▶ **RECORDS TO PROCESS**

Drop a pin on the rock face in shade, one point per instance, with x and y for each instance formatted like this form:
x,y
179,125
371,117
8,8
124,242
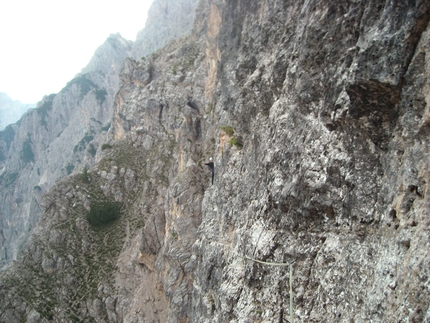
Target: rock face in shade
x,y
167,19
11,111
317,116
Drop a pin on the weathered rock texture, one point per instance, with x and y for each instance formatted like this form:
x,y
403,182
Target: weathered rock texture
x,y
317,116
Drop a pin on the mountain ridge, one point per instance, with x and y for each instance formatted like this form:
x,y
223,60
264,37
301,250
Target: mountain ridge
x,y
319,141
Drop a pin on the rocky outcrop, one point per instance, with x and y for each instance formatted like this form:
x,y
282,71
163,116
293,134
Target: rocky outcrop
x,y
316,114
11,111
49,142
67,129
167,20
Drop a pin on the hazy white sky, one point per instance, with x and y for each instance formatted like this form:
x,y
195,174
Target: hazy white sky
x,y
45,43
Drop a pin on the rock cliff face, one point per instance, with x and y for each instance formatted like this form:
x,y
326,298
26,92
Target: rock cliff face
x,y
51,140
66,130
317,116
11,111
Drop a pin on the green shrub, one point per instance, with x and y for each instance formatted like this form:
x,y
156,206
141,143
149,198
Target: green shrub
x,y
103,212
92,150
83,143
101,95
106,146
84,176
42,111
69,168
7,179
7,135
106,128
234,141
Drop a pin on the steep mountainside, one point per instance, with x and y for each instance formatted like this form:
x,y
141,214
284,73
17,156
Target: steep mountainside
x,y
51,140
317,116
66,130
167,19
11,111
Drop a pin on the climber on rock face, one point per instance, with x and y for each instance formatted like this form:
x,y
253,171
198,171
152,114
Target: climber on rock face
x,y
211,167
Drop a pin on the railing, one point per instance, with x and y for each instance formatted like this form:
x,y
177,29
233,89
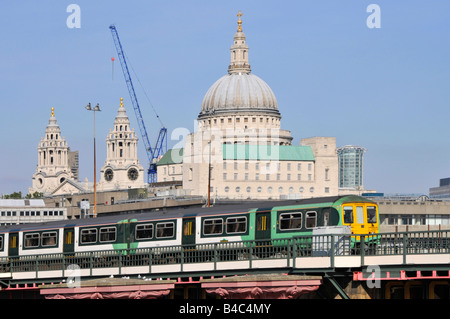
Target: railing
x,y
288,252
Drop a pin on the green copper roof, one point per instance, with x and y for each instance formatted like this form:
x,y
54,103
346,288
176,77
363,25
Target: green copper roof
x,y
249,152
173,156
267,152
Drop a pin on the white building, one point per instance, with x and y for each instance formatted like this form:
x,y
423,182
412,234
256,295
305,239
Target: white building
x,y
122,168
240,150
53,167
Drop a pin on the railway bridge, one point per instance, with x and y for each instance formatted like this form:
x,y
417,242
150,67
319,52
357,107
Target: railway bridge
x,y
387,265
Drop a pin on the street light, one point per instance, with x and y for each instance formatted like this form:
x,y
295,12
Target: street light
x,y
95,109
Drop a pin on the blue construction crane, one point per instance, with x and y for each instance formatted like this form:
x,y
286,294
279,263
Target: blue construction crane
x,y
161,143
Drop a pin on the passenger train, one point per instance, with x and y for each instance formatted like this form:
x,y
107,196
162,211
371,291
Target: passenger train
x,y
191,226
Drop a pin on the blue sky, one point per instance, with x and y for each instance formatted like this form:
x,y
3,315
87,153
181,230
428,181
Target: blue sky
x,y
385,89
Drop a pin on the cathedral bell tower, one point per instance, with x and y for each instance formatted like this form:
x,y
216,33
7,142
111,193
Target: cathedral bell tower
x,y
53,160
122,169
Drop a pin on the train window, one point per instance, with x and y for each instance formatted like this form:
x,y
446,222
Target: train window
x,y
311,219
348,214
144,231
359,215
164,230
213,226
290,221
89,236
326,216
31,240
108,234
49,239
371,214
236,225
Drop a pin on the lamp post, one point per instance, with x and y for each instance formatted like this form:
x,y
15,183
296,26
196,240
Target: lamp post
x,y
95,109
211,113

▶ **GIVEN EXERCISE**
Reproduce the entire listing above word for word, leaving out the pictures.

▶ **WRITTEN SOLUTION**
Drop a pin on the rock face in shade, one point per instance, with x and y for each instance formatted like this form:
x,y
179,125
371,117
8,8
124,242
Target: rock face in shade
x,y
167,19
11,111
317,116
Drop a pin on the weathered rock texture, one point per instance, with x and y for each instance formatted like this form:
x,y
403,182
Target: weathered rock texture
x,y
317,116
Drop a pin on the mountain ridge, one point per instance, with x and y for each instance formatted like this form:
x,y
223,60
264,37
301,250
Target: mountain ridge
x,y
319,141
Drop a pin on the rocky outcrop, one point per instance, with x and y for each instance formatted like this form:
x,y
282,71
163,116
293,134
Target: rocky outcrop
x,y
316,114
11,111
49,142
67,129
167,20
Drop a pin on the hazy white sky, one point per instance, with x and y for each instance formatted like this form:
x,y
195,174
Target: hazy white sky
x,y
45,43
Drop a pin on the rock cliff face, one point per instance, with x and y for each instance formatted like this form:
x,y
326,298
26,92
Target: rock cliff face
x,y
51,140
66,130
317,116
11,111
Drop a pin on the green shrub, one point per instance, with x and y for each instance formatted like this form:
x,y
156,206
141,143
149,198
Target: green shrub
x,y
103,212
92,150
83,143
101,95
106,146
84,176
42,111
69,168
7,179
7,135
106,128
234,141
Drop a pin on the steep mountainside, one point per instance, with x and y for each instance formatted like this form:
x,y
141,214
284,73
17,156
Target: steep mountainside
x,y
51,140
317,116
66,130
167,19
11,111
Drop a pin on the climber on rock face, one point per instance, with x and y for each instance formatted like this form:
x,y
253,171
198,171
152,114
Target: climber on rock face
x,y
211,167
Drop a pin on the railing, one point per instance, with x and y for each instance formatted like this form:
x,y
177,29
233,89
Target: railing
x,y
288,252
Drop a pin on the green copper roof, one point per instance, with x and y for each instance formatted like this form:
x,y
54,103
346,288
176,77
363,25
Target: green copper roof
x,y
249,152
173,156
267,152
Drop a pin on the white building, one point per instance, with x and y for each instance formatted like this form:
x,y
423,182
412,234
256,295
305,239
Target: white building
x,y
122,168
240,150
53,167
Drop a pin on the railway bridge, one point per instance, with x and y for each instance formatted like this form:
x,y
417,242
150,67
319,52
357,107
Target: railway bridge
x,y
387,265
Drop a pin on the street light, one point per instance, with x and y for each instance formatted like this form:
x,y
295,12
Target: street light
x,y
95,109
Drop a pin on the blue construction crane, one point per instance, with x and y for each instance formatted like this form:
x,y
286,294
279,263
Target: blue construction crane
x,y
161,143
Drop a pin on the passenger train, one point per instance, with x and y for each instance formatted like this form:
x,y
107,196
162,211
371,291
Target: passenger train
x,y
191,226
Drop a pin on the blue sky, one point per instance, with x and y for each instance formatted like this form:
x,y
3,315
87,153
181,230
428,181
Target: blue sky
x,y
385,89
Drop a pin on the cathedral bell tower, one point per instance, with x and y for each instance formatted like this form:
x,y
216,33
7,142
111,193
Target: cathedral bell tower
x,y
53,160
122,169
Drop a pin on the train window, one point per instance, with x and y for each instance formatted like this form:
x,y
446,222
Target: train window
x,y
311,219
348,214
144,231
359,215
164,230
213,226
290,221
89,236
326,216
31,240
108,234
49,239
371,214
236,225
Drop a pin on the lamp post, one point per instance, with x and y for each instance formatted like this form:
x,y
15,183
296,26
196,240
Target: lamp post
x,y
95,109
211,113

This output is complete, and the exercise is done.